* The problem: Return only the lines from the start of the records through the line that contains "Place one point per instance of the small brown", inclusive; leave out all pictures.

Items from a dataset
◇ ◇ ◇

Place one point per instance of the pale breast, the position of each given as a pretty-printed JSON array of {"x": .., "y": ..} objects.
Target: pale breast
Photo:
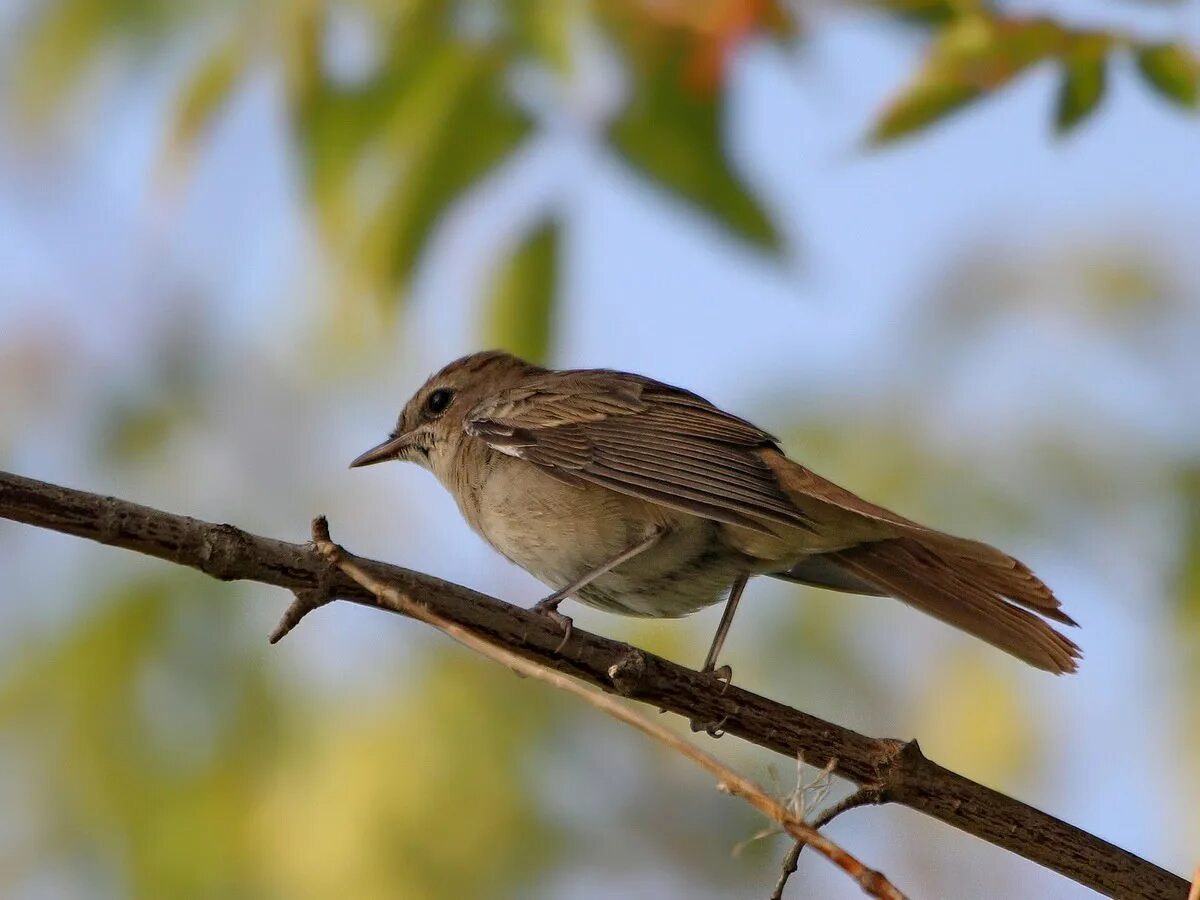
[{"x": 558, "y": 532}]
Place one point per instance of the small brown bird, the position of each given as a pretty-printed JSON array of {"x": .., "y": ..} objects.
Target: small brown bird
[{"x": 641, "y": 498}]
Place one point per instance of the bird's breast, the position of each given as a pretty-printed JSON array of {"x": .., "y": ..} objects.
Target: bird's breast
[{"x": 559, "y": 532}]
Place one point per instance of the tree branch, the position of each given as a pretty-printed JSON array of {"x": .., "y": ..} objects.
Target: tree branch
[
  {"x": 870, "y": 881},
  {"x": 864, "y": 796},
  {"x": 897, "y": 769}
]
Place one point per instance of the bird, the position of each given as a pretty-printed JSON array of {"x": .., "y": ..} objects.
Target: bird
[{"x": 642, "y": 498}]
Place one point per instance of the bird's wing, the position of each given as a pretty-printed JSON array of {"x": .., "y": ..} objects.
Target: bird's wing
[{"x": 642, "y": 438}]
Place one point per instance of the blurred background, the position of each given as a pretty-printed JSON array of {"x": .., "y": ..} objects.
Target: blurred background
[{"x": 945, "y": 249}]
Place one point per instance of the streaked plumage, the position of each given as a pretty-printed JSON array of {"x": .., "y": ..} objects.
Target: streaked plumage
[{"x": 562, "y": 471}]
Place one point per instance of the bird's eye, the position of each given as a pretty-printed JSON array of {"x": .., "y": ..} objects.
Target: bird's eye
[{"x": 437, "y": 402}]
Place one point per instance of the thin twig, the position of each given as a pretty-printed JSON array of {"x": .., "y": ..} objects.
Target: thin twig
[
  {"x": 862, "y": 797},
  {"x": 870, "y": 881}
]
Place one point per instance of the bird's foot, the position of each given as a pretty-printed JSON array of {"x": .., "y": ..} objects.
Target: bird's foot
[
  {"x": 549, "y": 607},
  {"x": 724, "y": 675}
]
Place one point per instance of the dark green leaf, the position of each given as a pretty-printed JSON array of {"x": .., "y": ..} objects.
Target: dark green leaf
[
  {"x": 204, "y": 93},
  {"x": 672, "y": 131},
  {"x": 1171, "y": 71},
  {"x": 1189, "y": 563},
  {"x": 971, "y": 59},
  {"x": 929, "y": 11},
  {"x": 1081, "y": 89},
  {"x": 521, "y": 312}
]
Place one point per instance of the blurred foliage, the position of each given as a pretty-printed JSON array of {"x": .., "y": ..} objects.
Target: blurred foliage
[
  {"x": 153, "y": 737},
  {"x": 521, "y": 316},
  {"x": 394, "y": 133}
]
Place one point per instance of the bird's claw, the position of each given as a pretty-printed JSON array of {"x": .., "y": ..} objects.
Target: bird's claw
[
  {"x": 714, "y": 730},
  {"x": 725, "y": 676},
  {"x": 549, "y": 607}
]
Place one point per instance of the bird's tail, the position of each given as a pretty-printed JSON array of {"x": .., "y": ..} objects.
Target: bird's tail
[{"x": 971, "y": 586}]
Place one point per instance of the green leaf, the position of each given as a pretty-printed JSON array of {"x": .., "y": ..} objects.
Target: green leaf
[
  {"x": 1081, "y": 89},
  {"x": 521, "y": 310},
  {"x": 924, "y": 103},
  {"x": 1171, "y": 71},
  {"x": 1188, "y": 583},
  {"x": 61, "y": 39},
  {"x": 672, "y": 131}
]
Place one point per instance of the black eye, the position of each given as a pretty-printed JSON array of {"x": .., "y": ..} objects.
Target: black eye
[{"x": 438, "y": 401}]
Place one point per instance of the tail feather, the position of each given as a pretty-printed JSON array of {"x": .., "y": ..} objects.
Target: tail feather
[{"x": 978, "y": 592}]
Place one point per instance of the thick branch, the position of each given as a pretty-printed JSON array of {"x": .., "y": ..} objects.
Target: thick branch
[
  {"x": 873, "y": 882},
  {"x": 899, "y": 771}
]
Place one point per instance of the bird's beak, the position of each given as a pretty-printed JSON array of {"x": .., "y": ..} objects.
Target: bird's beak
[{"x": 390, "y": 449}]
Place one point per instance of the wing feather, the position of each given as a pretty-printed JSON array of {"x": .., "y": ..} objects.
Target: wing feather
[{"x": 642, "y": 438}]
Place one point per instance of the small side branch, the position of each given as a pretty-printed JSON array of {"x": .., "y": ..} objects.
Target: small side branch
[{"x": 862, "y": 797}]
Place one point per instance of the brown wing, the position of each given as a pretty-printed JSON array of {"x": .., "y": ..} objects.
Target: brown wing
[
  {"x": 642, "y": 438},
  {"x": 993, "y": 571}
]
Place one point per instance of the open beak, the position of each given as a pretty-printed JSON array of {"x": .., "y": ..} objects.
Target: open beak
[{"x": 390, "y": 449}]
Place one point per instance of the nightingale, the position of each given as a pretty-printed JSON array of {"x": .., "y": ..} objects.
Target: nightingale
[{"x": 641, "y": 498}]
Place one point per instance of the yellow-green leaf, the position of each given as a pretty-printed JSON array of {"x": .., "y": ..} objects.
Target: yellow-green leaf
[
  {"x": 1171, "y": 71},
  {"x": 521, "y": 310},
  {"x": 204, "y": 93},
  {"x": 972, "y": 58},
  {"x": 1081, "y": 89}
]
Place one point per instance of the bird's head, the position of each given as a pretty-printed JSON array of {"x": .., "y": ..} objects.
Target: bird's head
[{"x": 430, "y": 427}]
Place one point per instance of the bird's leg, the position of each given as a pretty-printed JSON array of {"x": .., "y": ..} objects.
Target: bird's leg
[
  {"x": 724, "y": 675},
  {"x": 549, "y": 606}
]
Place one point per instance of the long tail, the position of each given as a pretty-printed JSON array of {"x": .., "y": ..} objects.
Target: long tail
[{"x": 965, "y": 583}]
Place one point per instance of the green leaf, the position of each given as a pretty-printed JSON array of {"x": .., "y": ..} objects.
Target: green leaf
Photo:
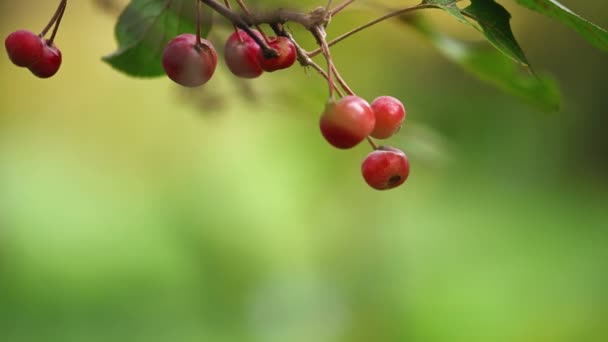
[
  {"x": 494, "y": 22},
  {"x": 145, "y": 27},
  {"x": 593, "y": 33},
  {"x": 492, "y": 66}
]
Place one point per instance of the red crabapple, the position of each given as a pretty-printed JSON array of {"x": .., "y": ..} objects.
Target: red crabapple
[
  {"x": 385, "y": 168},
  {"x": 241, "y": 54},
  {"x": 287, "y": 55},
  {"x": 49, "y": 62},
  {"x": 347, "y": 121},
  {"x": 24, "y": 47},
  {"x": 389, "y": 113},
  {"x": 188, "y": 61}
]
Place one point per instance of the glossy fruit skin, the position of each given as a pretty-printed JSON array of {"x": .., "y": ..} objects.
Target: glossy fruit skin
[
  {"x": 385, "y": 168},
  {"x": 390, "y": 114},
  {"x": 241, "y": 54},
  {"x": 287, "y": 55},
  {"x": 49, "y": 63},
  {"x": 24, "y": 47},
  {"x": 188, "y": 63},
  {"x": 346, "y": 122}
]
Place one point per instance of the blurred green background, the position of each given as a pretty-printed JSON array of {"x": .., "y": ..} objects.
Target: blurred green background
[{"x": 131, "y": 210}]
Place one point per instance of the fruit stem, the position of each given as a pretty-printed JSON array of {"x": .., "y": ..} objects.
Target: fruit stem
[
  {"x": 319, "y": 33},
  {"x": 236, "y": 29},
  {"x": 372, "y": 142},
  {"x": 340, "y": 7},
  {"x": 58, "y": 12},
  {"x": 371, "y": 23},
  {"x": 240, "y": 23},
  {"x": 341, "y": 80},
  {"x": 303, "y": 59},
  {"x": 57, "y": 23},
  {"x": 257, "y": 26},
  {"x": 199, "y": 43}
]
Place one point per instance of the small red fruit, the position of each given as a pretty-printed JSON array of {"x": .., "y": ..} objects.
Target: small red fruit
[
  {"x": 49, "y": 62},
  {"x": 385, "y": 168},
  {"x": 24, "y": 47},
  {"x": 287, "y": 55},
  {"x": 346, "y": 122},
  {"x": 241, "y": 54},
  {"x": 188, "y": 61},
  {"x": 389, "y": 113}
]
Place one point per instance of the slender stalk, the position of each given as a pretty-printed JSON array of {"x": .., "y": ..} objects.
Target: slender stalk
[
  {"x": 57, "y": 23},
  {"x": 342, "y": 82},
  {"x": 320, "y": 36},
  {"x": 371, "y": 23},
  {"x": 257, "y": 26},
  {"x": 58, "y": 12},
  {"x": 372, "y": 143},
  {"x": 305, "y": 61},
  {"x": 240, "y": 23},
  {"x": 340, "y": 7}
]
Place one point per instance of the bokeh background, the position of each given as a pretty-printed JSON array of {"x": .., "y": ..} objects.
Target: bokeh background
[{"x": 131, "y": 210}]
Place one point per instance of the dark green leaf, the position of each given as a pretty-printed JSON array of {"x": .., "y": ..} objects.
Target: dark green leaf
[
  {"x": 145, "y": 27},
  {"x": 593, "y": 33},
  {"x": 492, "y": 66},
  {"x": 494, "y": 21}
]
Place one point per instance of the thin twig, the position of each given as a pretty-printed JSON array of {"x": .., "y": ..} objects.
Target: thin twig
[
  {"x": 57, "y": 23},
  {"x": 58, "y": 12},
  {"x": 320, "y": 35},
  {"x": 340, "y": 7},
  {"x": 371, "y": 23},
  {"x": 240, "y": 23}
]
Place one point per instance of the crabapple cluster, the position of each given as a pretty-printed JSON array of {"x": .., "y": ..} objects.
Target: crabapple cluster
[
  {"x": 191, "y": 61},
  {"x": 348, "y": 121},
  {"x": 29, "y": 50}
]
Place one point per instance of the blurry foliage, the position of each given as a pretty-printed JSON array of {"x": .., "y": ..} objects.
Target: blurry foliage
[{"x": 127, "y": 216}]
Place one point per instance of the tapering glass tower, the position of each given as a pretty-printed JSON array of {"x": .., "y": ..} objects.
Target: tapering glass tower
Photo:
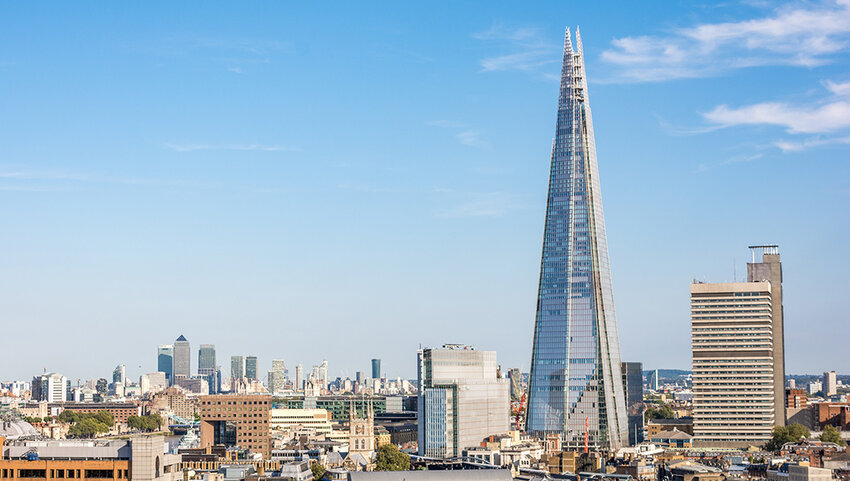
[{"x": 576, "y": 382}]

◇ ◇ ◇

* Reply to the exercise:
Place one point per instance of the pale breast, the position of each given as a pretty-printed JSON array of {"x": .., "y": ..} objects.
Target: pale breast
Photo:
[{"x": 558, "y": 532}]
Place one point per instance of the small brown bird, the position of each given as a pretty-printed JSON array of {"x": .., "y": ..} objects.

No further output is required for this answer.